Requirements
Quote the lines from the first one through the line containing "90L944 93L936 98L935", reproducing each of them without changes.

(Mask labeling lines)
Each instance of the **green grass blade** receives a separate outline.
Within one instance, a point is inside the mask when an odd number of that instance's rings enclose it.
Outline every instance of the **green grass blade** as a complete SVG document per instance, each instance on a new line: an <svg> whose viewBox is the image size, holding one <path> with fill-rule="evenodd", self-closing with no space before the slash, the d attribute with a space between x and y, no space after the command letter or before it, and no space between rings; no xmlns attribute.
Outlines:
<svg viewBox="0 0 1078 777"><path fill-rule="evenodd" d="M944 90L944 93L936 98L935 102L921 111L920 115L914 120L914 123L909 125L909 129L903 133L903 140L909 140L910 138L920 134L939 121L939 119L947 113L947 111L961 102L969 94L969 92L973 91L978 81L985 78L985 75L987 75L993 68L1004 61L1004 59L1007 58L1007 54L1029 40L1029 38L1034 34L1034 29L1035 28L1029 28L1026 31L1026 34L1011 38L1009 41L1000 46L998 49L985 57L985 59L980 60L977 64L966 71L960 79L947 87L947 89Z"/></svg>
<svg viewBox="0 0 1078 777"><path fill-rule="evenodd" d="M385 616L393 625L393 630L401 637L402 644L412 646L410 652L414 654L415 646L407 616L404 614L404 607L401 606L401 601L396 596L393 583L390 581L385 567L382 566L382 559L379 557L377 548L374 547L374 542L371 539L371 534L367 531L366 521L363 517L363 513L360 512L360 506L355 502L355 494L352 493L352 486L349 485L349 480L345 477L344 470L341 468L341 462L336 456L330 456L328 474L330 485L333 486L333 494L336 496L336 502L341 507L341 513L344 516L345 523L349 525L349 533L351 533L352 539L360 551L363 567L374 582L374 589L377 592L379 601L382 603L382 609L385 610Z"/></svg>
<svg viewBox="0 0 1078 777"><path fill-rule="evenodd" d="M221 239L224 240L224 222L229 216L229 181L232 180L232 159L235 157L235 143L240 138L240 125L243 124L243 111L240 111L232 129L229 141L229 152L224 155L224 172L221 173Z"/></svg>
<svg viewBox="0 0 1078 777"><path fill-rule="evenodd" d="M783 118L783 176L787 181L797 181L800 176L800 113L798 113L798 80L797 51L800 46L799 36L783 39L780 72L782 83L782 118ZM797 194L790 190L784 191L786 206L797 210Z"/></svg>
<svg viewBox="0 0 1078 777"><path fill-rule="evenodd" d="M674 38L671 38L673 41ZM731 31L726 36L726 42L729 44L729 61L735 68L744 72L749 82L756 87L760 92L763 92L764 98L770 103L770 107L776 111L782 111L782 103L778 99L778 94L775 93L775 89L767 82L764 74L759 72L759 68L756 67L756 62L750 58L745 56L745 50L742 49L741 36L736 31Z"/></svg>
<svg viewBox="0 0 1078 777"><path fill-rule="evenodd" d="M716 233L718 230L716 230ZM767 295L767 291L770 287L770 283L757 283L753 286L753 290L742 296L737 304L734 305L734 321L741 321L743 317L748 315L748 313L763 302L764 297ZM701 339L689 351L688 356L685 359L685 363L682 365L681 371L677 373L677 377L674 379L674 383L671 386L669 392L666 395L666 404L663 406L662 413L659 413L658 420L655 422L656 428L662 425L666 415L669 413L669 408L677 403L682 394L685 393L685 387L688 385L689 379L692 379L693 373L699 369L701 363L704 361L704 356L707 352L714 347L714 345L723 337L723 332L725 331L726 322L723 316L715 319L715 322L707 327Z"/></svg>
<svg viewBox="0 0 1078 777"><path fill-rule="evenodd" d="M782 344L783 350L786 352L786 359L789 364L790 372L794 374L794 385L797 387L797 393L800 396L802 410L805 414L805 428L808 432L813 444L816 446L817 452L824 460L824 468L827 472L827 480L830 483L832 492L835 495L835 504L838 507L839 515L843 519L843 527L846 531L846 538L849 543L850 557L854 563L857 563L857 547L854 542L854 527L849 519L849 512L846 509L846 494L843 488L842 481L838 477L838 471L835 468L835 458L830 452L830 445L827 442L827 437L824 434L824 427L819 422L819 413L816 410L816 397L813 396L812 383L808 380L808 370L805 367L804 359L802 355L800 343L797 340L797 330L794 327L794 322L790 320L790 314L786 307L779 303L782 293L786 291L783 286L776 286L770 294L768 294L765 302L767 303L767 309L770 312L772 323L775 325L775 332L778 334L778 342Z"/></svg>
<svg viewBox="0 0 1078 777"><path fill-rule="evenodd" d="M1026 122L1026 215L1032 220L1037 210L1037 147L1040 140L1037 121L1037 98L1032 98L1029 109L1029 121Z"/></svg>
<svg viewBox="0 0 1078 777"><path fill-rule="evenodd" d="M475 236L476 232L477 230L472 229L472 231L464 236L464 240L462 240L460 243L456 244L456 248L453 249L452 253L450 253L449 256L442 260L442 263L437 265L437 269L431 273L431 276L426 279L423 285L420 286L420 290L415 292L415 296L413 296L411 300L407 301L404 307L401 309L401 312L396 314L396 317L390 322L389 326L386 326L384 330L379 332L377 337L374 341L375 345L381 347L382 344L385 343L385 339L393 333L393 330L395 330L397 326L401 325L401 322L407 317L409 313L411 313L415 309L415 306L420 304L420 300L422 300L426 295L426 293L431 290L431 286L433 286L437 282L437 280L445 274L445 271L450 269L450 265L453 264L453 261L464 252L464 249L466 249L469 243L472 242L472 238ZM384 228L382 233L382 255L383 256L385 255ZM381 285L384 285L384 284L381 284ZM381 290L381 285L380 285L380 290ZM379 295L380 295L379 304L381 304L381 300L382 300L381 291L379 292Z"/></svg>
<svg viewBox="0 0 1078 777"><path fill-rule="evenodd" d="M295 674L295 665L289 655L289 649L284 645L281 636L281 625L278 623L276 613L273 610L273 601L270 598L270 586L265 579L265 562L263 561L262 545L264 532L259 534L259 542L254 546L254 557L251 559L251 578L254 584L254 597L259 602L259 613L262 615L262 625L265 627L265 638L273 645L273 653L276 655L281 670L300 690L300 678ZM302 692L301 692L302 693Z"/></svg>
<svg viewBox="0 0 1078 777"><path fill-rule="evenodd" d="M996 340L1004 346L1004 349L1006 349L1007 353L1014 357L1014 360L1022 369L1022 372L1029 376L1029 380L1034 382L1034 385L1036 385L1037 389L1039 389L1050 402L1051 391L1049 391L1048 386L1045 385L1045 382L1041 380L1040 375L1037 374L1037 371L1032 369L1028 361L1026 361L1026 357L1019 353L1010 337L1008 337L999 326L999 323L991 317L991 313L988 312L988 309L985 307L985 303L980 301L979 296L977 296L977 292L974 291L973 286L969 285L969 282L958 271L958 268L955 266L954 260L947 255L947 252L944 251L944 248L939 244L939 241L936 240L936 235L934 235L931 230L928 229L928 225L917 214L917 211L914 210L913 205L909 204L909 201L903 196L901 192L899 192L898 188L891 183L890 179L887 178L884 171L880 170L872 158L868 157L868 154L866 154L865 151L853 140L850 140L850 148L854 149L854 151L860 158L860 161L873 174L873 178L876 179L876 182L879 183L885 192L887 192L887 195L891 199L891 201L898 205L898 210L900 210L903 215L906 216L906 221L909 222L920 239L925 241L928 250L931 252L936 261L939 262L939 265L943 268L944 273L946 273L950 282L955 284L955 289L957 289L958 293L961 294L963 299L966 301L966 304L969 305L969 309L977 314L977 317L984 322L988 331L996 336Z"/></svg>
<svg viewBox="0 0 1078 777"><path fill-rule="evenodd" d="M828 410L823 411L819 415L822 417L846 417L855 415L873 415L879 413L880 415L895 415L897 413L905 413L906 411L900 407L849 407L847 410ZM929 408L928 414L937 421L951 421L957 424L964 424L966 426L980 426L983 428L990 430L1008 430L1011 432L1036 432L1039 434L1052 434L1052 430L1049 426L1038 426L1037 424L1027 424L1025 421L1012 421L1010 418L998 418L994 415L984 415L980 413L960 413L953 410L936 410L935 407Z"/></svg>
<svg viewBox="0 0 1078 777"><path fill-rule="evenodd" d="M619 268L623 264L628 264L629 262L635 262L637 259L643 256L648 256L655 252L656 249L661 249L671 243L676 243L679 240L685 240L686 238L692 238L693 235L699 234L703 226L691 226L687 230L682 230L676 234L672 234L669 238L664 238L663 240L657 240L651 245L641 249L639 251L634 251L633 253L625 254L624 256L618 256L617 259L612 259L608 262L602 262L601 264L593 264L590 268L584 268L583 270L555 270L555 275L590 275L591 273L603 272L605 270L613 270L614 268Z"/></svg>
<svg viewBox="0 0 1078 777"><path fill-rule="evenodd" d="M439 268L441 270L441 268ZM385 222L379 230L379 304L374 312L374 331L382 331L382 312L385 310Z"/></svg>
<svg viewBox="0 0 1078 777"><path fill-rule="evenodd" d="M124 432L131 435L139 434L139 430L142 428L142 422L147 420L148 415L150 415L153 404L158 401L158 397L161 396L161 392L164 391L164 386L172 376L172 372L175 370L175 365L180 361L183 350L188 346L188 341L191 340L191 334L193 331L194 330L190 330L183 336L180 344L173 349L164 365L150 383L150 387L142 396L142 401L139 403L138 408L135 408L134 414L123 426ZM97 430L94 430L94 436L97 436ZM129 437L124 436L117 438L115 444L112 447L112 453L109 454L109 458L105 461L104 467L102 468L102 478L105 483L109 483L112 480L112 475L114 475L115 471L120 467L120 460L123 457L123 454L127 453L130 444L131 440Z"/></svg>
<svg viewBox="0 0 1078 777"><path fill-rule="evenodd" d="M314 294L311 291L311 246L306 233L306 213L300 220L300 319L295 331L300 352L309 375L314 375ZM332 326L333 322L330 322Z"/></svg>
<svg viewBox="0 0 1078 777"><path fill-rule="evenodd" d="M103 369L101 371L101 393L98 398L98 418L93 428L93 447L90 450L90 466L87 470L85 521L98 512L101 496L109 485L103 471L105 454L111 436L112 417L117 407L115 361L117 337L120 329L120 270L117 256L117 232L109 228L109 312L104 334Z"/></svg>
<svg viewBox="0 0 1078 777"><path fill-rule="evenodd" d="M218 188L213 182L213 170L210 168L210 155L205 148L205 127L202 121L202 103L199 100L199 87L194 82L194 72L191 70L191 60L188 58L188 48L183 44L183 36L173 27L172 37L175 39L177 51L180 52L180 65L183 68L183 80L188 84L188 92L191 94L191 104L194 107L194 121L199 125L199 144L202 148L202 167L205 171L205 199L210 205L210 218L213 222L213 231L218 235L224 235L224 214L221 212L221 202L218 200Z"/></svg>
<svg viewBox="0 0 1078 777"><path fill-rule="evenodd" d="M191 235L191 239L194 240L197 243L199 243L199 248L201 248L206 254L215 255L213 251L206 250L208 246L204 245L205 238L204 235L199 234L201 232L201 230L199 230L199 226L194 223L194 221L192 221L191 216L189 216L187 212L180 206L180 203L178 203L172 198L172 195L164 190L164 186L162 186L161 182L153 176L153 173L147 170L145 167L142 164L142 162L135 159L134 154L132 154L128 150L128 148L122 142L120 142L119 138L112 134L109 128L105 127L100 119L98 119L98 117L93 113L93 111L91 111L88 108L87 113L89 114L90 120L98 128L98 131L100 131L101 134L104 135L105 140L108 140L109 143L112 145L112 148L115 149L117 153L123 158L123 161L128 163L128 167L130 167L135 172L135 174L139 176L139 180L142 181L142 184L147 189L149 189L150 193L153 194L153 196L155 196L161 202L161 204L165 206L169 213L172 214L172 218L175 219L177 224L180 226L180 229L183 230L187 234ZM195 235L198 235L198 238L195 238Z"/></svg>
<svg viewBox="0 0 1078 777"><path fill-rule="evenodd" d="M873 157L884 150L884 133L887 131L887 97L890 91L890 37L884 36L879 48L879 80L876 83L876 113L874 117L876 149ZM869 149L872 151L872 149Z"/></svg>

Solution for this task
Each instance of the **green grass blade** receives a separate outline.
Within one instance, a point is inside the mask when an odd number of that instance's rings enclose it.
Outline every instance of the **green grass blade** as a complete SVG document per instance, each instance on a new line: an <svg> whose viewBox is the image size, holding one <path> with fill-rule="evenodd", self-closing with no space before the slash, the d attribute with a space between x and y, no space after the command letter or before it, and no space between rings; no xmlns attribute.
Outlines:
<svg viewBox="0 0 1078 777"><path fill-rule="evenodd" d="M944 90L944 93L936 98L935 102L921 111L920 115L914 120L914 123L909 125L909 129L903 133L903 140L909 140L910 138L920 134L939 121L939 119L947 113L947 111L961 102L969 94L969 92L973 91L978 81L985 78L985 75L987 75L993 68L1004 61L1004 59L1007 58L1007 54L1029 40L1029 38L1034 34L1034 29L1035 28L1029 28L1026 31L1026 34L1011 38L1009 41L1000 46L998 49L985 57L985 59L980 60L977 64L966 71L960 79L947 87L947 89Z"/></svg>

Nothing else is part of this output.